═══ TEXTABSCHNITT ═══

Die Textilkontor Walter Seidensticker GmbH & Co. KG hat eine Unternehmensanleihe im Volumen von 30 Mio. Euro im mittelstandsmarkt der Börse Düsseldorf emittiert, die siebenfach überzeichnet war. Im Gespräch mit dem BOND MAGAZINE erläutert Jens Wächter, Leiter Rechnungswesen und Finanzen, wie das Unternehmen in den kommenden Jahren weiter wachsen und die Eigenkapitalquote stärken möchte.
BOND MAGAZINE: Was unterscheidet Sie von Mitbewerbern?
Wächter: Es gibt verschiedene Punkte, bei denen wir uns gegenüber Wettbewerbern sehr gut aufgestellt sehen:
(1) Seidensticker hat Zugriff auf die gesamte Wertschöpfungskette, angefangen von der Kollektion über die Beschaffung und die Produktion, die logistische Abwicklung bis hin zum Verkauf an den Kunden. Das führt zu einem umfangreichen Know-How der Seidensticker-Gruppe, durch welches wir eine sehr hohe Qualität der Produkte gewährleistet können. Ferner bedingt diese Steuerung der gesamten Wertschöpfungskette, dass die Ware kostenoptimiert hergestellt und angeboten werden kann, wodurch eine hohe Marge möglich ist. Der Verkauf in eigenen Verkaufsstores ermöglicht uns darüber hinaus, ein direktes Kundenfeedback zu erhalten. Hierdurch erfassen wir geänderte Konsumbedürfnisse sehr schnell, die dann in die Sortimentsplanung mit eingearbeitet werden können.
(2) Im Gegensatz zu vielen Mitbewerbern haben wir mehrere Marken mit verschiedenen Preis- und Modegraden im Portfolio. Das breite Angebot der Waren vom niedrigen bis hin zum gehobenen Preissegment und unterschiedlichen Modegraden führt zu einem diversifizierten Produkt- und Leistungsportfolio mit hoher Innovationskraft.
(3) Wir vertreiben unsere Hemden und Blusen im Private Label-Bereich an große Bekleidungsfilialisten in Europa und den USA und im Bereich Retail über Einzelhandelsgeschäfte innerhalb und außerhalb von Factory-Outlet-Centern sowie über eigene und fremde Internetplattformen an den Endkunden. Diese breite Aufstellung und Internationalität sorgt für Flexibilität im Hinblick auf die Anpassung an jeweils aktuelle Marktentwicklungen.

═══

— AUFGABE —
Nehmen Sie das Interview über die Seidensticker-Anleihe nach dem letzten Satz wieder auf und führen Sie es weiter. Die Zeilen stehen in keinem Zusammenhang mit dem Interview.

═══ GESPEICHERTE DATEN ═══

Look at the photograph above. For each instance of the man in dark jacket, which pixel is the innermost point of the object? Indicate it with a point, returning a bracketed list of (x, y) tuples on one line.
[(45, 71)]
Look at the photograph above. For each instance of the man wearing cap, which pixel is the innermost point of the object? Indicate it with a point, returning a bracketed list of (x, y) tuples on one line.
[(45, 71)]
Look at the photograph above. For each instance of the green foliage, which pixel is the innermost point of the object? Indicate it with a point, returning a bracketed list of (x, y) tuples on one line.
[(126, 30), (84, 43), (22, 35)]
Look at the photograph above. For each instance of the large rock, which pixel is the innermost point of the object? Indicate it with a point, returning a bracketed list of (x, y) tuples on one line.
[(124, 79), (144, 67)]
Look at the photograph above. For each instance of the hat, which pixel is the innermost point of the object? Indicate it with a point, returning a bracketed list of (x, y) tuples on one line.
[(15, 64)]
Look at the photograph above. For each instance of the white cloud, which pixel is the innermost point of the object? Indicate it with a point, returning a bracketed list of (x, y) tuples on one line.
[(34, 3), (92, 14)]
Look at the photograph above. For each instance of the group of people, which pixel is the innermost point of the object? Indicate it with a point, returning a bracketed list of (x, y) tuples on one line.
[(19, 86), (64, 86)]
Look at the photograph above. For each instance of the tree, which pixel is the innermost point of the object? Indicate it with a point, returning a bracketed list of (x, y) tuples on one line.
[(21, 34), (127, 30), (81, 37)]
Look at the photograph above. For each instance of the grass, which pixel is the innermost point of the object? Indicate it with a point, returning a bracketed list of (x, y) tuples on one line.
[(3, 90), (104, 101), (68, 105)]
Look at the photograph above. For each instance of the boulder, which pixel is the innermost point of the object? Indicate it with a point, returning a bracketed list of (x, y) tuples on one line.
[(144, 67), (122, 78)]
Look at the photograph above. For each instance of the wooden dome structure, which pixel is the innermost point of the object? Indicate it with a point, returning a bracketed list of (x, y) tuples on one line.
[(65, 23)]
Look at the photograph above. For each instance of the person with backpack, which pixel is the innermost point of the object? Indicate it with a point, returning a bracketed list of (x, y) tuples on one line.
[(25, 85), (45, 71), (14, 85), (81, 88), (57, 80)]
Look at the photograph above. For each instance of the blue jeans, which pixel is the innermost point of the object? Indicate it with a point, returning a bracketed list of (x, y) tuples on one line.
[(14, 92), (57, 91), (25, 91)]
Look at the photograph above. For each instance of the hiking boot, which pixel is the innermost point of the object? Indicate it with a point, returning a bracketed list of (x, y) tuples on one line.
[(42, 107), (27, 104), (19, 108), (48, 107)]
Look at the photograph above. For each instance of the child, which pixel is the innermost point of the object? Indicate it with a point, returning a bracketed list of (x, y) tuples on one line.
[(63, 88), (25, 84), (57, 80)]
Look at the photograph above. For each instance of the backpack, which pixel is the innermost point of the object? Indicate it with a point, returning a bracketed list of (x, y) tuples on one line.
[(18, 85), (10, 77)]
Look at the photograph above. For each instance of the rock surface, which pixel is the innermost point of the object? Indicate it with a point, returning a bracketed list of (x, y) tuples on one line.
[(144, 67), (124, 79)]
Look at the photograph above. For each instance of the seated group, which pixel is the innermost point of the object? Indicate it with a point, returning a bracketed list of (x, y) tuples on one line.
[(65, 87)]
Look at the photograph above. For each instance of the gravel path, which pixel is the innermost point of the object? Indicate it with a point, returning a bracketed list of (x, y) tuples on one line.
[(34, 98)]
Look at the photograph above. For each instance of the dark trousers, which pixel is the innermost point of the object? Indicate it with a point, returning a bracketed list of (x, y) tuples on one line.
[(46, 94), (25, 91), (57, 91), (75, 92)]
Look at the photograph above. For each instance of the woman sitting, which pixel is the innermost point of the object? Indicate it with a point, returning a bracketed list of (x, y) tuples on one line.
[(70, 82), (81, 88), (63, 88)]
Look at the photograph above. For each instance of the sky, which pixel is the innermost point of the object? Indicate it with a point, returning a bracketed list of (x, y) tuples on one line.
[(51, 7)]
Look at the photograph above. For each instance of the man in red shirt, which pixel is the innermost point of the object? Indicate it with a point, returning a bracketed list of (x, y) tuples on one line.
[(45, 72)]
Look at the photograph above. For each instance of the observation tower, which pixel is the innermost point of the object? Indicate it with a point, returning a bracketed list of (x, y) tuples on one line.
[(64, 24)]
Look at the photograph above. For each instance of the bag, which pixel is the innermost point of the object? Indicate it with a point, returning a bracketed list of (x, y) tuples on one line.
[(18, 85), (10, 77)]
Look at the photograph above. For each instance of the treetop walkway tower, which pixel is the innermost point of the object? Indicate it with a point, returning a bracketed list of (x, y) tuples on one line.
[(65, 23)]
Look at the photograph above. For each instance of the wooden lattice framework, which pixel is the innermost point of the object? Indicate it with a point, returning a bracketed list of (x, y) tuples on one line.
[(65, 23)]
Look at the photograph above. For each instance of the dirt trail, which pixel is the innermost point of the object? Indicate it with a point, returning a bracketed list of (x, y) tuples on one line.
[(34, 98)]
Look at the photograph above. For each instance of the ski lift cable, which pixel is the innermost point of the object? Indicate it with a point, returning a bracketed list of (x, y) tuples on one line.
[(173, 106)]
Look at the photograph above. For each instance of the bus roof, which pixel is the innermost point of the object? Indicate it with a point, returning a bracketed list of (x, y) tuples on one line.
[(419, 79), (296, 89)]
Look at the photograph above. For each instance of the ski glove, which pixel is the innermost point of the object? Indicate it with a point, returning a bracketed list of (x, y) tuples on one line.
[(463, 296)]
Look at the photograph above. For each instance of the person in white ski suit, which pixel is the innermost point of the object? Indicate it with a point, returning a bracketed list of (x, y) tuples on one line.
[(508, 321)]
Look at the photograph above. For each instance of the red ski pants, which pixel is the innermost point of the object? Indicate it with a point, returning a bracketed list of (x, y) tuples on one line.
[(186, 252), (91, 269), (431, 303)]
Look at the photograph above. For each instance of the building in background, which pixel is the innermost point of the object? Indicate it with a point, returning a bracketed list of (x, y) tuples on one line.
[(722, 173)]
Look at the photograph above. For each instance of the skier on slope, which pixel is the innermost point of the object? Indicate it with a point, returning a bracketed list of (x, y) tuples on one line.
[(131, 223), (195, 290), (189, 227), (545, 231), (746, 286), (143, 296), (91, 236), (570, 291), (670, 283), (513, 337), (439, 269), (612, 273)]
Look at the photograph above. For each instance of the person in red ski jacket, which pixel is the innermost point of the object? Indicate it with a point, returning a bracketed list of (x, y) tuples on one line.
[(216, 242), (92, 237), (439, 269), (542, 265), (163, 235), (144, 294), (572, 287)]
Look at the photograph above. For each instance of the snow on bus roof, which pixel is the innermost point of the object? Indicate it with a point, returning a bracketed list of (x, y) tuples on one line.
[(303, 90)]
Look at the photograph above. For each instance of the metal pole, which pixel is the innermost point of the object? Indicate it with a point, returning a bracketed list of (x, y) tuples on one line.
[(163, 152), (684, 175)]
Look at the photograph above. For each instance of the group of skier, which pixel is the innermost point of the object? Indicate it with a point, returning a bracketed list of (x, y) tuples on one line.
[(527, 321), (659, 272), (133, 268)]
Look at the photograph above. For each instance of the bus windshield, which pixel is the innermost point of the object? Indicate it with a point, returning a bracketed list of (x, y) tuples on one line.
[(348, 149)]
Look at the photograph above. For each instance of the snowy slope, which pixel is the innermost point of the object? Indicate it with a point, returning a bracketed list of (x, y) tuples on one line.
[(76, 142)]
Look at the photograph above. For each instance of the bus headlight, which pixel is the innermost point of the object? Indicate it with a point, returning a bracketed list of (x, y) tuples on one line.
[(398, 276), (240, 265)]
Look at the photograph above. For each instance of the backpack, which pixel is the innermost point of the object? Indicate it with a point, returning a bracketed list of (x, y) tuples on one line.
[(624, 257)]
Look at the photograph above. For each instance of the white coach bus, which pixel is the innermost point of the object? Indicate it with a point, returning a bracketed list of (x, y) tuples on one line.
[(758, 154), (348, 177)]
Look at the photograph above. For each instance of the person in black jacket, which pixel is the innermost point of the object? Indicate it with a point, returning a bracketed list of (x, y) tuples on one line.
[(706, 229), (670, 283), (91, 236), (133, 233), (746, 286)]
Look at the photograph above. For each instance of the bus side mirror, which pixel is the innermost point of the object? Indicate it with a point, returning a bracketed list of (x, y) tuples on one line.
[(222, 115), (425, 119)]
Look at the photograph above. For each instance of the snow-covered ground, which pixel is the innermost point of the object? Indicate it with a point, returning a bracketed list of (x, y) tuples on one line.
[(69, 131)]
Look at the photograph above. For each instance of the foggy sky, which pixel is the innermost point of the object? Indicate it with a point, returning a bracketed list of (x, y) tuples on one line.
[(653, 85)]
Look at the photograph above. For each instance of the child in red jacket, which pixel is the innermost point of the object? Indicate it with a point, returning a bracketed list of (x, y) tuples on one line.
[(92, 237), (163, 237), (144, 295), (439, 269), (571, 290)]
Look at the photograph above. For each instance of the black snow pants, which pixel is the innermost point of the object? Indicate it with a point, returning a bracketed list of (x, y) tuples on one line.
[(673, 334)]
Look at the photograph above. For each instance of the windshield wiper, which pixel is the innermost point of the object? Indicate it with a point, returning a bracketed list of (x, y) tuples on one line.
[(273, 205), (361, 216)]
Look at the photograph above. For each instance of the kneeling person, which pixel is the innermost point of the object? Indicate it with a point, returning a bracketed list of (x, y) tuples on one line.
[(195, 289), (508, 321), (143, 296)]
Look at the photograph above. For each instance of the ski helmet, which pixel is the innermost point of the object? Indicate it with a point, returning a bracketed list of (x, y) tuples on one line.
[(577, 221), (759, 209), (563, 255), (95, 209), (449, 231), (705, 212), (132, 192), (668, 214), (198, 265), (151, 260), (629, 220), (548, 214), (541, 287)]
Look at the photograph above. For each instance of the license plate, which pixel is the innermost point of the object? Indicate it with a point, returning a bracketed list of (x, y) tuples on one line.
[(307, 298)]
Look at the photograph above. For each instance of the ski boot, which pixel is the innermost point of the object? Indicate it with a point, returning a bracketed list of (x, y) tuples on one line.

═══

— LÖSUNG —
(4) Wir verfügen über ein weltweites Beschaffungsnetzwerk, das es uns ermöglicht, aus einem breiten Portfolio an Beschaffungskanälen für den Erwerb der Rohstoffe und Fertigwaren auszuwählen.
BOND MAGAZINE: Weshalb haben Sie sich für die Emission einer Unternehmensanleihe entschieden?
Wächter: Vorweg sei gesagt, wir haben eine klare Planung, was mit dem Emissionserlös geschehen soll. Es geht weder um eine sehr ambitionierte Wachstumsstory noch um den Zwang, Bankverbindlichkeiten kurzfristig umschulden zu müssen. Vielmehr soll ein in den letzten Jahren entwickeltes und bewährtes Konzept – das Multibrand-Retailkonzept - mit eigenen Verkaufsstores auf maßvoller Basis weiter ausgebaut werden. Zudem hat sich gezeigt, dass durch rechtliche Änderungen im Finanzsektor die Bankenwelt für mittelständische Unternehmen unberechenbarer geworden ist. Auch wenn wir ein sehr gutes Verhältnis zu unseren Geschäftsbanken haben, wollen wir doch einen breiteren Finanzierungsmix haben, um somit auch flexibel auf alle Eventualitäten reagieren zu können. All diese Möglichkeiten bietet eine Unternehmensanleihe.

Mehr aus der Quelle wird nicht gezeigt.